Problem => Will you write out all of the data below word for word, leaving out the pictures?

Records shown =>
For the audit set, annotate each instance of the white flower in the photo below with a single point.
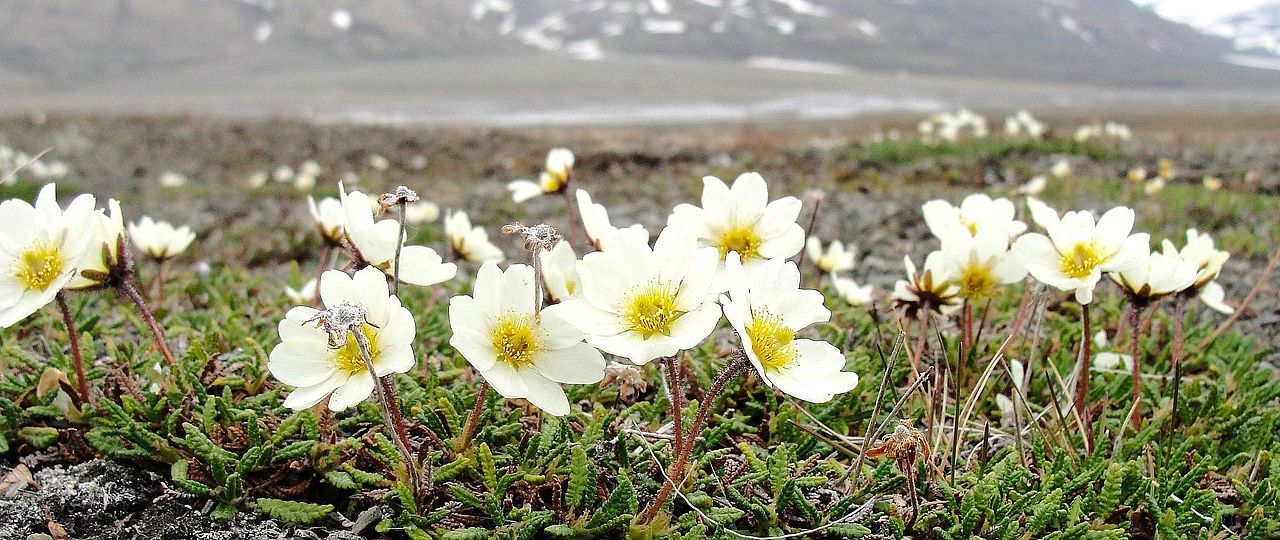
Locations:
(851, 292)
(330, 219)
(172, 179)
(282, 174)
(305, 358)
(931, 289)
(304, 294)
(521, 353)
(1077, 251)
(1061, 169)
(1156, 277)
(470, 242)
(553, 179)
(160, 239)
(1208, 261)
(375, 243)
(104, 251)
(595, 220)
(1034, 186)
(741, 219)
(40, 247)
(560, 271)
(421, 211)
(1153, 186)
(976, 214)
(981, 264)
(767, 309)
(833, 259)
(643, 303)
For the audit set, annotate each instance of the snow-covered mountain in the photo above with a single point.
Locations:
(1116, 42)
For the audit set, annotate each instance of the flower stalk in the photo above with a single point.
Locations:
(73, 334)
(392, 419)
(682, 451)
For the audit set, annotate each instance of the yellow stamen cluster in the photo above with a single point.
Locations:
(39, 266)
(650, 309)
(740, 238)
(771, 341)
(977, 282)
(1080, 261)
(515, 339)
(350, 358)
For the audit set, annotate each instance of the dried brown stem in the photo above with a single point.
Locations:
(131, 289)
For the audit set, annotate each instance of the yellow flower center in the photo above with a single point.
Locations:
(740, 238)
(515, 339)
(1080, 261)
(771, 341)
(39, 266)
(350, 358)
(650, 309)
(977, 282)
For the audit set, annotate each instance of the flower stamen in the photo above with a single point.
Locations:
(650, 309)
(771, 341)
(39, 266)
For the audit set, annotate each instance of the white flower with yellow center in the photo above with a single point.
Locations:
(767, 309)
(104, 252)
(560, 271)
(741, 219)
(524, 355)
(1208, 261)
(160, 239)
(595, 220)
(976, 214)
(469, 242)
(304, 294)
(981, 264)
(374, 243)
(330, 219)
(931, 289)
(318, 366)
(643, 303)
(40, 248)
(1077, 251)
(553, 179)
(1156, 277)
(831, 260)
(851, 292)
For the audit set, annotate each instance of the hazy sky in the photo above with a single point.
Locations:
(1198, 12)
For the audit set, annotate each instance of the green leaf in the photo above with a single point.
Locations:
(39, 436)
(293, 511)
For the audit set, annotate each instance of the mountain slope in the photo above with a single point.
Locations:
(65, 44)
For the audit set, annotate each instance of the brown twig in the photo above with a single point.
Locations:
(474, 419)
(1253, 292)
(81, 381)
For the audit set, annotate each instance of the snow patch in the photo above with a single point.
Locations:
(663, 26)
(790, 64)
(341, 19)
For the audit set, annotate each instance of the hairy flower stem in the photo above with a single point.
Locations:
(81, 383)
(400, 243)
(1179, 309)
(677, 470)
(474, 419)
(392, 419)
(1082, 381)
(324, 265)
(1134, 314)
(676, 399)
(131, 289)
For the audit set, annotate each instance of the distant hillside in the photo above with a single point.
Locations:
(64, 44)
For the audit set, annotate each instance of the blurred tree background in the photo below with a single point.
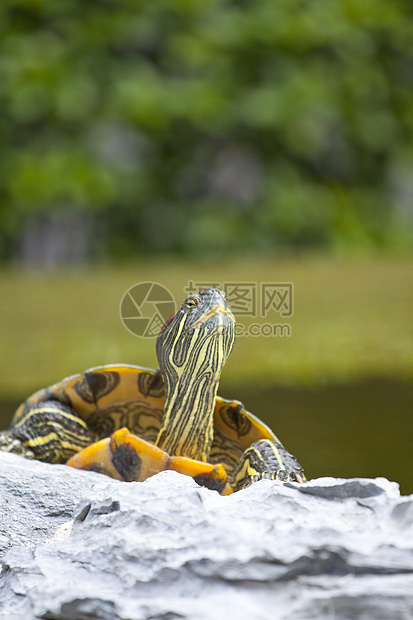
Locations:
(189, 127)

The output =>
For the audit set, annotate each instance of the white flower in the photo below with a single point.
Locations:
(851, 292)
(330, 219)
(172, 179)
(282, 174)
(305, 358)
(931, 289)
(304, 294)
(521, 353)
(1077, 251)
(1061, 169)
(1156, 277)
(470, 242)
(553, 179)
(160, 239)
(1208, 261)
(375, 243)
(104, 251)
(595, 220)
(1034, 186)
(741, 219)
(40, 247)
(560, 271)
(421, 211)
(1153, 186)
(976, 214)
(981, 264)
(767, 309)
(833, 259)
(643, 303)
For the audit set, annotate each instance of the snow-covered mountain in the photo above with a single point.
Locations:
(1116, 42)
For the audit set, annotate each instance of the flower stalk in the photo above with a single point.
Locations:
(73, 334)
(392, 419)
(682, 451)
For the audit set, annotate each instance of the yellow stamen cluster in the photo above with a single point.
Locations:
(39, 266)
(650, 309)
(740, 238)
(771, 341)
(977, 282)
(1080, 261)
(515, 339)
(350, 358)
For the audit set, annotate each instance of the dried brown stem in the photo above with a single point.
Locations:
(131, 289)
For the audit set, annotate each instance of the yellow flower center in the photo above with a single point.
Locations:
(740, 238)
(515, 339)
(1080, 261)
(771, 341)
(39, 266)
(350, 358)
(650, 309)
(977, 282)
For the audit set, annotate each instance of the flower stamen in the photo above with a single point.
Locations:
(650, 309)
(771, 341)
(39, 266)
For the audit set, annotate each instance of the white flower with yellow center in the photo above with a single point.
Locations:
(767, 309)
(104, 252)
(560, 271)
(741, 219)
(524, 355)
(1208, 261)
(160, 239)
(595, 220)
(976, 214)
(469, 242)
(304, 294)
(981, 264)
(374, 243)
(330, 219)
(931, 289)
(318, 366)
(643, 303)
(40, 248)
(1077, 251)
(553, 179)
(1156, 277)
(831, 260)
(851, 292)
For the audit set, annotate each instance of the hazy sky in the photo above with a single point.
Locations:
(1198, 12)
For the audit set, annotate each instance of the green leaf in the photo above with a single point.
Locations:
(39, 436)
(293, 511)
For the audit set, annotate each instance of the mountain slope in the photo above with a single point.
Locations:
(65, 44)
For the audit set, annotate each instance of the brown twig in the photo above with a single point.
Locations:
(474, 419)
(1253, 292)
(81, 381)
For the audit set, annotate each instance of the snow patch in the photo above with a single point.
Locations:
(663, 26)
(790, 64)
(341, 19)
For the audit set, annotate each instance of the hairy flower stem in the photo above with a single point.
Locations:
(81, 383)
(400, 243)
(1179, 309)
(677, 470)
(474, 419)
(392, 419)
(1082, 381)
(324, 265)
(1134, 314)
(676, 399)
(131, 289)
For the audit set, annotate each instance of the distant hillside in the photo above with a single point.
Locations:
(64, 44)
For the audit set, annotate each instance of the blurred tree background in the photo below with a single point.
Locations:
(189, 127)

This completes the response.